### What this task involves
Your task is to return the listing below word for word, without any of its images.

_ _ _ _ _

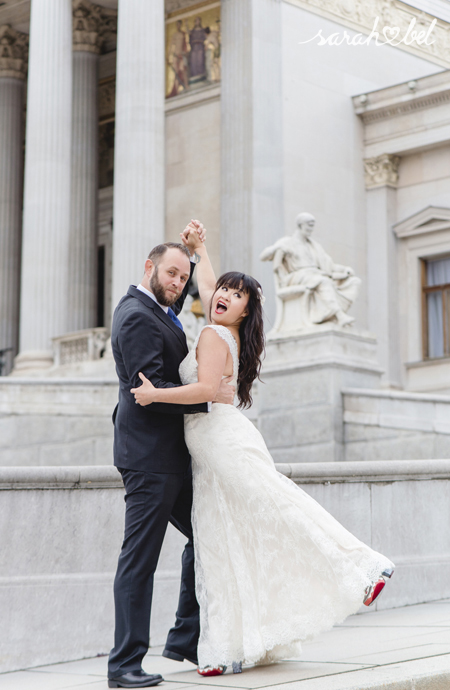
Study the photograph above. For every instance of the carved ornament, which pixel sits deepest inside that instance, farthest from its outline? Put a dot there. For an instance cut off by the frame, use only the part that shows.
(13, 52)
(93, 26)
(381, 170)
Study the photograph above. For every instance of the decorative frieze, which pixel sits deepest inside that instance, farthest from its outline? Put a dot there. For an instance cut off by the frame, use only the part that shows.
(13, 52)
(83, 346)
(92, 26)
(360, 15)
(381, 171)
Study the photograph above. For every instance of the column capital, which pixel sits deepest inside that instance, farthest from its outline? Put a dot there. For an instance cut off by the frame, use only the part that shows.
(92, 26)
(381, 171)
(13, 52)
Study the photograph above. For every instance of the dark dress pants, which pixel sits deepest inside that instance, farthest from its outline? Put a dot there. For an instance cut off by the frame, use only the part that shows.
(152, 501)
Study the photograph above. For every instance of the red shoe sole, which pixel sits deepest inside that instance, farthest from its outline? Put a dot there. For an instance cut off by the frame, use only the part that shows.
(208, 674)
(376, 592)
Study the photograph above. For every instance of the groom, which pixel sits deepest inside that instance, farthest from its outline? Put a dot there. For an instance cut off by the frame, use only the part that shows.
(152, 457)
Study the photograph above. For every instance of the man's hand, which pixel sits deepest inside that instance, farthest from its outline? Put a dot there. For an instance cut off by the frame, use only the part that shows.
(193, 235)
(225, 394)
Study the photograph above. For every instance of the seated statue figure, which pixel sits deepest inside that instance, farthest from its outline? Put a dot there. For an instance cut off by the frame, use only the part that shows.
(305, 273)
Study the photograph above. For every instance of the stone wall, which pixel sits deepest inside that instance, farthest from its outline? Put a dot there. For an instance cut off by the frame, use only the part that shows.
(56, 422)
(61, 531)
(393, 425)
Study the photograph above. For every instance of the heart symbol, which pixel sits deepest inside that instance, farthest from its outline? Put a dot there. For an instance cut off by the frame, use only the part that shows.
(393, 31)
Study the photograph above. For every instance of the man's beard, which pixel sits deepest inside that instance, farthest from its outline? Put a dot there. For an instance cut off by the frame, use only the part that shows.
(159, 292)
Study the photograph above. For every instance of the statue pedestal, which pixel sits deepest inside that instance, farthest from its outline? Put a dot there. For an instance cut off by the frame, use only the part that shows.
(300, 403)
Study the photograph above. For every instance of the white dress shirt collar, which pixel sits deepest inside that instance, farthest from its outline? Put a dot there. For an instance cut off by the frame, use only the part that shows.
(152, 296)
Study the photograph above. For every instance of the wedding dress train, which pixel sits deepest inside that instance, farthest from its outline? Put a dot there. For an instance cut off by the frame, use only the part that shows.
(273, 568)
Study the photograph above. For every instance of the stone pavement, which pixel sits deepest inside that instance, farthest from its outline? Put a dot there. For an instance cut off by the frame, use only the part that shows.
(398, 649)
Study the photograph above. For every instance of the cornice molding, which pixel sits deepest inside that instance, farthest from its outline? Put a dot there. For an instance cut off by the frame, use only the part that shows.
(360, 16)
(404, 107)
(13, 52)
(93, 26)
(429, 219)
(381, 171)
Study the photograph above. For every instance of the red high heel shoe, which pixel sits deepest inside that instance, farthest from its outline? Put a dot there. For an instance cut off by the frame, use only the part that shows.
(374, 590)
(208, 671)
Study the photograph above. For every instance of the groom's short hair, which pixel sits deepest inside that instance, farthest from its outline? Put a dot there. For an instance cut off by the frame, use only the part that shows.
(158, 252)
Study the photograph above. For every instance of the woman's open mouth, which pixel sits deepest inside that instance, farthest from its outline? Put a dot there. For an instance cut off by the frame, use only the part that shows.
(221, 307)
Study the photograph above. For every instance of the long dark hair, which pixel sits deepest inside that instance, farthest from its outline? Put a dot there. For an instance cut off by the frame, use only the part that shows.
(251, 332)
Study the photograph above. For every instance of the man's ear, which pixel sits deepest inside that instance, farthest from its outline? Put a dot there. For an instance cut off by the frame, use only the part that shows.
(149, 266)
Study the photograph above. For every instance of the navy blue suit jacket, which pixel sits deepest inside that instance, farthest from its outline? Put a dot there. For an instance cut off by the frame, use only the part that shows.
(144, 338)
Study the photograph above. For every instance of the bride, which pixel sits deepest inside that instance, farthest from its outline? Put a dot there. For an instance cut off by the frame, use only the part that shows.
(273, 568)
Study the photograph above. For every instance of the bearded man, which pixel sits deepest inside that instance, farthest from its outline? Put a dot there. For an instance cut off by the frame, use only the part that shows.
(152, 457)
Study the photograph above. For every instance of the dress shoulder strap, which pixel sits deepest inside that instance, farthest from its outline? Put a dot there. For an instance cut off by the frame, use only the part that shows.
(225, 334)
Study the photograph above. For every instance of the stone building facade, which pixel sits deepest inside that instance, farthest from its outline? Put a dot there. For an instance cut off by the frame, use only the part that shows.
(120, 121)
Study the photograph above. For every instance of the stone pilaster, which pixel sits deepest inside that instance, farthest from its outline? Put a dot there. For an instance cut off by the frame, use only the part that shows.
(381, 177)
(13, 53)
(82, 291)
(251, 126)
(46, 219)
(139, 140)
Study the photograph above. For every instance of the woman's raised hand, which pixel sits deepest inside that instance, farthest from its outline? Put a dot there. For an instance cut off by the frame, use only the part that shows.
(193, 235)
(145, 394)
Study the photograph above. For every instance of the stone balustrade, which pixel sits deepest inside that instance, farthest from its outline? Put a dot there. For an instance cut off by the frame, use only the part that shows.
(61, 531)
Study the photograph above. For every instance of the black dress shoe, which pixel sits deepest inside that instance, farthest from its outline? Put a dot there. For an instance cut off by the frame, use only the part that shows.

_ _ _ _ _

### Response below
Study the photograph above. For every instance of the carved ornament, which pixel sits deepest inside that instance, farthest from its outline? Put a dot there. For an instance cut off by the frame, use only the part that shows.
(13, 52)
(93, 26)
(381, 170)
Study the photograph above. For every instance of the decorative frieze, which pixel sits deepest inside that instance, farthest from its outline? Put a dot there. For an instance cut off by the frame, use only the part that shows.
(13, 52)
(83, 346)
(92, 26)
(360, 15)
(381, 171)
Study the photograph above. For every instance of the column capital, which pixel sits deepest inside that instance, farthest from its outline? Put a dot there. For an instance cut off by the frame, use only the part that shows.
(92, 26)
(381, 171)
(13, 52)
Study the photograph above. For every instance of the dark dress pants, which pixel sits deepest inside that instance, farthest from its outline? Put a dot there. For an instance cut off by the frame, use only the part that shows.
(152, 501)
Study the photograph above. For every instance of the red shoe sole, which pixel sits deepest inside that instance, farthest from its outline? Put a dot there. For an instance cut off by the frame, use only the part that shows.
(208, 674)
(376, 592)
Study the photograph above. For every instance of the groom, which pixel sits deepest inside that instance, farthest from its outline? Put a dot there. For an instance cut off by the frame, use only the part that shows.
(152, 457)
Study the photograph above. For every instance of the man's hand, which pixel sits deepest inside that instance, farthest from its outline? Put a dot there. For an instance cut off by the frame, use only the part that shows.
(193, 235)
(225, 394)
Study the photograph above. For every instance of the seated statue figure, which pixel sits deepest inside that instance, farthest from its outline? Put a dot there. For an instance cut off by the frame, use only the part that shows.
(305, 273)
Study the photograph above. For every instance of the stone wall, which pixel sits deepest inside that instance, farthest from its outline? Put a dot there. For an instance cut off by the frame, use only the part that shows.
(56, 422)
(61, 531)
(393, 425)
Study the photograph above. For every instance of the heart symbol, which pixel sits deepest inside that instance, farthest from its outline? Put a dot there. For an instance cut off by the frame, use only the part that shows.
(393, 31)
Study the photograph above. For every instance of the man's beard, which pixel sits deepest inside that instance, farthest from its outline? Put a dot there. For an instance cut off by the frame, use only the part that shows.
(159, 292)
Study the photograph above. For every instance of the statue pedestal, which pixel sits deepest inside that instance, farthest from its outline? Put a dot there. For an instance cut off by the frame, use only the part that shows.
(300, 403)
Study the photograph above. For every instance of the white dress shirt collar, which pixel sits deepest inside that instance, farthest from its outline? Put a dot there. For an instance cut off by the frame, use only the part that shows.
(152, 296)
Study the photograph above. For every instance of the wedding dress train, which pixel sits deepest inside that instance, farthest from its outline? Put a dot there. For an instance cut off by the frame, use only the part that shows.
(273, 568)
Study the photograph above. For every instance of the stone pavement, which pixel sits deepest inside that instance, farthest from its outline? Put a dot there. For an instance cut off by the frame, use only the part that shows.
(398, 649)
Study the photograph above. For every instance of the cornice molding, which pixel sits deepest inside that instance, farthest from its outline? Put a dot there. For an instance cut off by the frame, use only the part that shows.
(360, 16)
(404, 107)
(13, 52)
(93, 26)
(429, 219)
(381, 171)
Study the photograph above. For every instance of the red high heel shoe, which pixel sits deepest inside that instance, farthest from its outline? Put a dot there. For an instance cut off by the frame, use only the part that shows.
(374, 590)
(208, 671)
Study the photograph above. For every instance of the groom's short hair, which pixel sits deepest inside that instance, farthest from its outline? Put a dot there. For an instance cut off by the frame, use only the part that shows.
(158, 252)
Study the photograph above. For every instance of the woman's open mouth, which pixel sits deepest inside that instance, farthest from its outline? Put a dot there. For an instance cut off by the frame, use only the part that shows.
(221, 307)
Study the photograph above. For every instance of the long dark hair, which pixel sits deepest inside that instance, farthest from its outline? Put a dot there. For an instance cut off by the frame, use only the part that shows.
(251, 332)
Study the photograph above. For every instance of the man's ear, which pixel sits deepest inside that instance, farthest from its outline? Put a dot there. For an instance cut off by the frame, use only the part that shows.
(149, 266)
Study the photograph above. For every instance of the navy blue suit jacket, which pixel sits deepest inside that instance, farthest from its outline? Put a dot there. For an instance cut off by the frame, use only the part that shows.
(144, 338)
Study the photograph above. For every instance of the bride, which pixel sits deepest inside that instance, farthest from its outline? Put a dot there. For an instance cut off by the frame, use only the part that shows.
(273, 568)
Study the photograph above. For every instance of the bearded man, which pixel sits deepest inside that instance, farthest from its outline? Put a dot there. For an instance cut off by the frame, use only the part that shows.
(152, 457)
Study the photograph above. For every instance of the dress shoulder strap, which pixel sits deepest inside that instance, farthest from its outline? Put a dot there. For an instance cut off by the frame, use only the part that shows.
(225, 334)
Study the photograph above. For every instance of the stone building facade, which pixel sits deepest inside that instance, farthest from its outline? Put a dot there. For an instance cut off by the frame, use only the part that shows.
(120, 121)
Study the photograph above. For every instance of the stone pilaster, which pixel sits deepest inside that instance, farthest from its outline? Put a dot there. For an instance cut off by the frame, use only the part that shows.
(381, 177)
(13, 53)
(82, 291)
(251, 126)
(46, 219)
(139, 140)
Study the photograph above. For every instance of the woman's raised hand, which pixel sits deepest inside that instance, farthest from its outline? Put a dot there. For an instance cut off by the frame, use only the part that shows.
(193, 235)
(145, 394)
Study the photograph above. For every instance of the stone balustrade, which pixel sits deepest inside that instance, farthest from its outline? Put a dot there. For an instance cut off by the frame, use only the part that shows.
(61, 531)
Study the photograph above. For every instance of the black dress shoe, which pixel sits deepest inside that instance, farthest from its outline? Put a dot there. For an instance cut off by the frame, use only the part that shows.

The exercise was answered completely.